Exercise goal:
Can you show every line in the records below that contains the word "water"?

Material supplied:
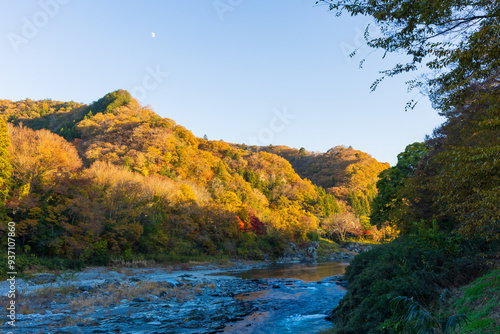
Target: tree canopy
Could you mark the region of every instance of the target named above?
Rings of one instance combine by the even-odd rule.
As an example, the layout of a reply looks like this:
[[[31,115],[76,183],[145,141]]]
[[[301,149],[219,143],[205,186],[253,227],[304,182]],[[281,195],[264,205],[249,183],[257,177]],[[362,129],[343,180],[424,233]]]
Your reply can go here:
[[[442,111],[465,98],[465,89],[491,77],[500,64],[500,5],[491,0],[319,0],[336,11],[374,18],[381,36],[365,31],[367,45],[404,52],[408,61],[382,71],[394,76],[425,65],[432,77],[409,82],[429,89]],[[381,79],[374,83],[374,87]],[[429,87],[423,87],[428,84]]]

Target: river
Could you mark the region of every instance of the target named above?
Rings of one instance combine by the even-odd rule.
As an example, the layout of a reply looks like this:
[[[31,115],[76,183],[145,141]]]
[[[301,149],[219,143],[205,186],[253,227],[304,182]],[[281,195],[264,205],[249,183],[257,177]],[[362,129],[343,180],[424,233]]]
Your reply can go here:
[[[316,333],[331,327],[325,320],[345,295],[345,288],[332,276],[345,272],[347,263],[275,264],[243,272],[228,273],[242,279],[265,279],[272,288],[237,295],[251,301],[258,311],[230,323],[223,333]]]
[[[86,268],[18,279],[16,334],[316,333],[345,295],[347,263]],[[0,282],[0,293],[9,282]],[[51,293],[44,293],[50,291]],[[0,297],[1,302],[5,300]],[[0,317],[5,316],[0,310]],[[8,330],[7,324],[0,324]]]

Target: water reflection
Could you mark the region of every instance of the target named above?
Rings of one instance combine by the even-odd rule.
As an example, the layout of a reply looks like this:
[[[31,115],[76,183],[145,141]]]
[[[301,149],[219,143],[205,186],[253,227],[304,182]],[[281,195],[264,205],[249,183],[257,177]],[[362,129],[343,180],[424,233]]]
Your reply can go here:
[[[325,277],[342,275],[348,263],[283,263],[272,264],[265,268],[251,269],[245,272],[229,272],[228,275],[244,279],[251,278],[290,278],[304,282],[320,281]]]

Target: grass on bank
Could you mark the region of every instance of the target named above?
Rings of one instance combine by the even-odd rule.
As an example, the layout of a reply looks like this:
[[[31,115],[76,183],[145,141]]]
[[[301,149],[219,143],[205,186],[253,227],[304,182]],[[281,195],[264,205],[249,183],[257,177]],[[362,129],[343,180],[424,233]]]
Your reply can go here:
[[[500,270],[461,288],[449,311],[465,314],[469,319],[458,333],[500,333]]]

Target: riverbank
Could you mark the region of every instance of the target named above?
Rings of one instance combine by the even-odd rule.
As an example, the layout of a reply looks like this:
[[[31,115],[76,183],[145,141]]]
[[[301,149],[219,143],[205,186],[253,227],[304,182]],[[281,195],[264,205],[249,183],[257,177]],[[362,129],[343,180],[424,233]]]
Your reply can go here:
[[[15,333],[229,333],[236,330],[235,324],[247,321],[247,326],[248,317],[297,308],[293,303],[307,298],[304,292],[322,293],[315,285],[332,290],[331,298],[337,302],[344,293],[337,288],[338,275],[320,283],[232,276],[266,266],[264,262],[238,261],[35,274],[16,281]],[[8,289],[8,282],[0,282],[2,296]],[[269,294],[278,290],[290,300]],[[267,293],[267,299],[247,297],[258,292]],[[5,304],[7,299],[2,297],[1,302]],[[1,318],[6,319],[5,308],[1,312]],[[6,322],[1,328],[11,329]]]

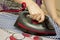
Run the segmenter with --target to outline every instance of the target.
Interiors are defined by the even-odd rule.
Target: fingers
[[[44,19],[45,19],[45,15],[41,15],[40,18],[41,18],[41,19],[39,20],[39,23],[44,21]]]
[[[33,14],[33,15],[28,15],[30,18],[32,18],[33,20],[37,20],[39,23],[43,22],[45,19],[45,16],[42,14]]]

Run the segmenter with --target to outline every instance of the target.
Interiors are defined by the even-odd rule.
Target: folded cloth
[[[18,15],[14,15],[14,14],[7,13],[7,12],[0,12],[0,28],[6,29],[6,30],[11,30],[16,33],[22,33],[22,31],[20,31],[19,29],[14,27],[14,23],[17,20],[17,18],[18,18]],[[56,36],[46,36],[46,37],[59,40],[60,39],[60,28],[58,28],[57,24],[54,23],[54,21],[51,18],[50,18],[50,20],[51,20],[52,24],[54,25],[57,35]]]

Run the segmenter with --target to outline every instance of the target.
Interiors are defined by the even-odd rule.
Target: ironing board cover
[[[17,17],[18,17],[18,15],[6,13],[6,12],[0,12],[0,35],[1,35],[0,40],[3,40],[6,37],[8,37],[8,38],[10,37],[9,40],[12,40],[12,38],[14,38],[13,36],[11,36],[12,33],[24,35],[25,37],[22,38],[22,40],[40,40],[41,38],[42,38],[42,40],[48,40],[50,38],[51,38],[50,40],[53,40],[53,39],[60,40],[60,28],[58,28],[58,26],[54,23],[54,21],[50,17],[49,18],[50,18],[52,24],[54,25],[57,35],[56,36],[45,36],[45,37],[26,34],[22,31],[18,30],[17,28],[15,28],[14,23],[17,20]],[[5,30],[10,31],[12,33],[6,32]]]

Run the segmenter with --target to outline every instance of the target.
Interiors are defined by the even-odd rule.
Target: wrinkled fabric
[[[6,30],[11,30],[16,33],[22,33],[22,31],[20,31],[14,27],[14,23],[16,22],[17,18],[18,18],[18,15],[6,13],[6,12],[0,12],[0,28],[6,29]],[[54,21],[51,18],[50,18],[50,20],[51,20],[52,24],[54,25],[57,35],[56,36],[46,36],[46,37],[59,40],[60,39],[60,28],[57,26],[56,23],[54,23]]]

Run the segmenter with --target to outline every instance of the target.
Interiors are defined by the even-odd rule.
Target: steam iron
[[[27,17],[26,15],[28,14],[29,14],[28,11],[21,12],[14,26],[19,28],[23,32],[32,35],[38,36],[56,35],[55,29],[52,23],[49,21],[48,16],[45,16],[44,22],[38,23],[36,20],[32,20],[31,18]]]

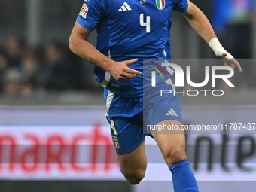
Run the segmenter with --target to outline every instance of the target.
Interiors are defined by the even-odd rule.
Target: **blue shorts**
[[[154,126],[166,120],[183,123],[178,96],[160,96],[161,90],[172,90],[172,87],[163,83],[154,90],[144,91],[143,97],[120,96],[105,89],[106,117],[118,154],[128,154],[139,147],[145,136],[150,134],[151,130],[145,129],[148,125]]]

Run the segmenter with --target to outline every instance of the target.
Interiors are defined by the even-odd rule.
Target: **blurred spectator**
[[[0,53],[0,92],[3,90],[3,81],[5,72],[8,66],[7,59],[3,54]]]
[[[21,76],[17,69],[8,69],[4,75],[3,90],[5,95],[18,96],[20,93]]]
[[[25,50],[23,40],[16,35],[9,36],[5,42],[5,53],[9,67],[17,67]]]
[[[72,89],[69,62],[62,47],[50,42],[44,47],[44,53],[46,89],[57,91]]]

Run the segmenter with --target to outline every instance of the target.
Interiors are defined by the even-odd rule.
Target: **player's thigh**
[[[182,123],[175,120],[166,120],[157,124],[181,128]],[[169,166],[187,159],[185,152],[185,136],[183,130],[168,130],[166,131],[152,130],[163,156]]]
[[[147,168],[145,141],[129,154],[117,154],[124,175],[144,175]]]

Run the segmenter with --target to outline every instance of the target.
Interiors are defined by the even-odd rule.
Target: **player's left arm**
[[[211,47],[216,56],[225,61],[225,66],[233,69],[236,66],[239,72],[242,72],[240,64],[223,48],[210,22],[200,8],[188,0],[188,8],[183,14],[195,32]]]

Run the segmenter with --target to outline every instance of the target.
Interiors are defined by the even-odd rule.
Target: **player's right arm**
[[[128,67],[135,63],[138,59],[115,62],[97,50],[87,41],[90,31],[75,23],[69,38],[69,45],[71,51],[84,59],[109,72],[117,81],[129,80],[141,75],[139,71]]]

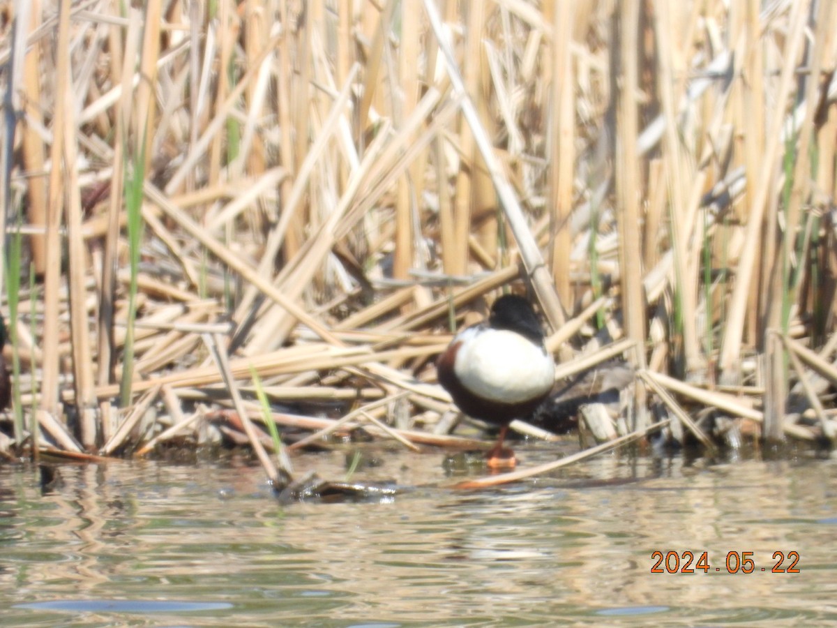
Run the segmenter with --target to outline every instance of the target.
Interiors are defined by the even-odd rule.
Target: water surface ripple
[[[554,449],[519,453],[525,464]],[[439,453],[357,479],[412,487],[282,506],[261,471],[152,462],[0,467],[0,608],[26,625],[812,625],[837,620],[832,461],[602,456],[482,492]],[[341,479],[344,455],[297,469]],[[654,552],[680,568],[651,573]],[[730,574],[744,552],[754,571]],[[773,573],[774,553],[798,574]],[[786,558],[779,565],[787,569]],[[763,571],[762,569],[764,569]]]

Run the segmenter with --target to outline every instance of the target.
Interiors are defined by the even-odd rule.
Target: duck
[[[514,467],[514,452],[503,449],[509,424],[529,417],[555,383],[555,361],[531,304],[518,295],[498,297],[487,321],[454,337],[436,362],[436,373],[460,410],[500,426],[485,455],[488,466]]]

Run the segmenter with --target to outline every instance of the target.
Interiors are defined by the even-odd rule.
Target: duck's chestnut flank
[[[531,305],[516,295],[497,299],[487,322],[457,334],[436,363],[439,383],[469,416],[506,428],[531,414],[552,389],[555,363]]]

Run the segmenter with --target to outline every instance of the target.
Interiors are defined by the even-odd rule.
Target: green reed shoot
[[[349,463],[349,468],[346,471],[346,481],[348,481],[355,474],[355,471],[357,471],[362,457],[361,452],[355,450],[355,452],[352,455],[352,462]]]
[[[143,134],[145,135],[145,134]],[[134,377],[134,323],[136,320],[136,293],[140,269],[140,247],[145,223],[142,220],[143,183],[146,178],[145,138],[135,151],[133,159],[126,151],[125,208],[128,225],[128,260],[131,281],[128,285],[128,321],[125,334],[125,352],[122,358],[122,380],[120,399],[122,407],[131,404],[131,384]]]
[[[38,292],[38,274],[35,272],[34,262],[29,263],[29,337],[33,338],[37,338],[36,332],[38,331],[37,321],[38,321],[38,301],[39,299],[35,298],[35,295]],[[32,406],[29,411],[29,432],[32,434],[32,454],[33,457],[37,461],[39,456],[38,449],[38,435],[39,434],[38,429],[38,378],[30,378],[30,392],[32,394]],[[18,399],[15,399],[17,402]],[[19,405],[19,404],[18,404]]]
[[[6,296],[8,301],[8,325],[3,330],[4,335],[6,332],[8,334],[6,340],[12,345],[12,394],[13,395],[12,414],[14,422],[14,440],[18,447],[23,439],[23,408],[20,404],[20,353],[18,350],[18,305],[20,301],[20,258],[23,247],[20,221],[21,217],[18,214],[18,228],[12,234],[6,256]]]
[[[703,299],[706,303],[706,330],[704,351],[712,354],[712,240],[709,236],[709,212],[703,212]]]
[[[259,373],[256,371],[255,367],[252,364],[250,364],[250,377],[253,378],[253,385],[256,389],[256,397],[259,399],[259,405],[261,405],[262,420],[264,422],[264,425],[267,425],[267,430],[270,432],[270,438],[273,440],[274,451],[276,452],[276,456],[278,458],[280,456],[280,453],[282,451],[282,439],[279,436],[279,430],[276,429],[276,422],[274,421],[273,416],[270,415],[270,402],[267,399],[267,394],[264,394],[264,388],[262,386],[261,378],[259,377]]]
[[[587,243],[587,250],[590,258],[590,289],[593,291],[593,300],[602,296],[602,276],[598,274],[598,203],[590,201],[590,239]],[[604,327],[604,309],[599,308],[596,312],[596,329]]]

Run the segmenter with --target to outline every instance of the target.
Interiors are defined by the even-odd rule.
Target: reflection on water
[[[556,455],[518,453],[524,464]],[[837,620],[834,462],[606,456],[462,492],[445,487],[439,453],[379,457],[363,479],[412,488],[385,502],[290,506],[259,468],[229,462],[65,465],[43,495],[31,467],[0,467],[3,625]],[[344,460],[296,467],[341,479]],[[682,566],[687,550],[706,553],[708,573],[651,573],[655,551]],[[798,553],[801,573],[772,573],[777,551]],[[753,573],[727,573],[730,552],[752,552]]]

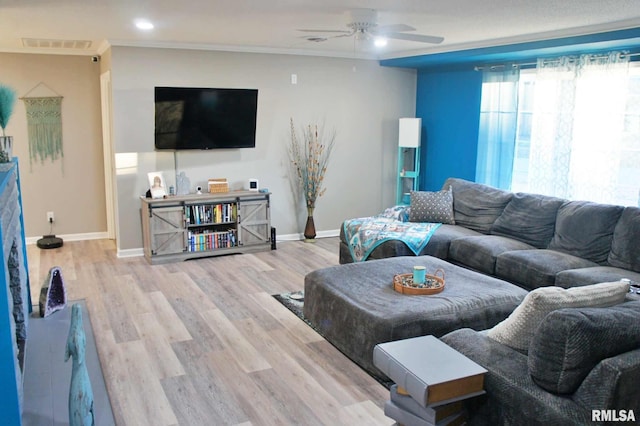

Task result:
Target: water reflection
Target: water surface ripple
Target: reflection on water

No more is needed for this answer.